Alıntı metin:

((

Diyalog Gazetesi
2016-03-28 08:57:37

Açık konuşmalıyız

Reşat AKAR

rakar@diyaloggazetesi.com 28 Mart 2016, 08:57

Kıbrıs sorunu çok uzun yıllardan beri müzakere ediliyor...
Barış Harekâtı öncesinde Denktaş ile Klerides arasında görüşmeler yapılıyordu...
O dönemde gündemde sadece Kıbrıslı Türklerin sorunları vardı...
Neydi bu sorunlar?..
İki topluma dayalı Kıbrıs Cumhuriyeti Rumlar tarafından gasp edilmiş, Türkler devlet kurumlarından uzaklaştırılmışlardı...
Bunun dışında evlerinden, köylerinden zorla çıkarılan ve göçmen durumuna düşen insanların kötü yaşam koşulları...
Parasızlık, işsizlik ve fakirlik...
Hepsinden önemlisi sürekli silahlanan EOKA’nın kanlı saldırıları...

))

Veri satırları:
((

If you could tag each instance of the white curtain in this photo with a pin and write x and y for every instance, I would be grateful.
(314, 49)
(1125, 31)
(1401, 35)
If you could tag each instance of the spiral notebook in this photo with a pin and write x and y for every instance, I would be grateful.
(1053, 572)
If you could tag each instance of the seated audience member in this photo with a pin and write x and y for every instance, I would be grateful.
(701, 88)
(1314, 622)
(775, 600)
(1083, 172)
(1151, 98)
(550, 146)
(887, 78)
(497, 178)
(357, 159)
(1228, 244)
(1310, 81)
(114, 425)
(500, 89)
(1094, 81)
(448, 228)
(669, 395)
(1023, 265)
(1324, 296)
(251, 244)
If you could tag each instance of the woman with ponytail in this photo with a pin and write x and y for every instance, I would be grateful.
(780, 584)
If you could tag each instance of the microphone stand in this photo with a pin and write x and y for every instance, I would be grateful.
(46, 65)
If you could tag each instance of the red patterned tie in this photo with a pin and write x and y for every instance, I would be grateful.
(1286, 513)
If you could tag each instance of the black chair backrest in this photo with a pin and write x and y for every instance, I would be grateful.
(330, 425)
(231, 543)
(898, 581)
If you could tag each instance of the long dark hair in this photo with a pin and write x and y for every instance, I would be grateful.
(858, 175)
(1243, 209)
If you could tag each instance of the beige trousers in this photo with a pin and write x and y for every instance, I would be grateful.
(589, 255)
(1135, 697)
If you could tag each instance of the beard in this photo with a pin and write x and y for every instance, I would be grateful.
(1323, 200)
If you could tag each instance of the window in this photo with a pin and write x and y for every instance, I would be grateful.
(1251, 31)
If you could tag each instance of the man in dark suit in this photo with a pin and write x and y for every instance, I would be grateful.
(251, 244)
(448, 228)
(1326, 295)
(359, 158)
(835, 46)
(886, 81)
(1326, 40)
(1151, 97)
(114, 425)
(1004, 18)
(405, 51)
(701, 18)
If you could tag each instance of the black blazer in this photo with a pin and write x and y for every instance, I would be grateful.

))

Görevin amacı: Kıbrıs sorunu üzerine yazılmış köşe yazısını kaldığı yerden sürdürün.

Yazılı yanıt:
Fakat; yıllarca devam eden müzakereler bir sonuç vermemiş, Türklere yönelik Rum saldırıları aralıklarla devam etmişti...
Sonrasında Yunan Cuntası 15 Temmuz 1974’te kanlı darbe girişiminde bulundu...
Makarios adayı terk etmek zorunda kaldı...
ENOSİS’e sadece bir adım kalmıştı...
İşte darbeden 5 gün sonra Türkiye’nin adaya müdahalesinin temelinde bu gerçekler vardır...
Üzücü olan şu ki; bu kadar kısa bir şekilde dahi izahı mümkün olan bu gerçekleri biz kendi gençlerimize dahi anlatamadık...
Rumlar ise; beceriksizliğimizi ve umursamazlığımızı fırsat bilerek; dünya kamuoyuna Kıbrıs sorununun 1974’te Türkiye’nin ‘işgali’ (!) ile başladığını duyurma başarısı gösterdi...
Üzücü olan gerçek budur...

Örgütler çoğaldı, hizmetler azaldı

Bizler; savaşın getirdiği kazançları paylaşım kavgasına girdik...
Sonrasında bir avuçluk ülkede ondan fazla siyasal parti kurarak sözde ‘demokratik bir düzen’ oluşturduk...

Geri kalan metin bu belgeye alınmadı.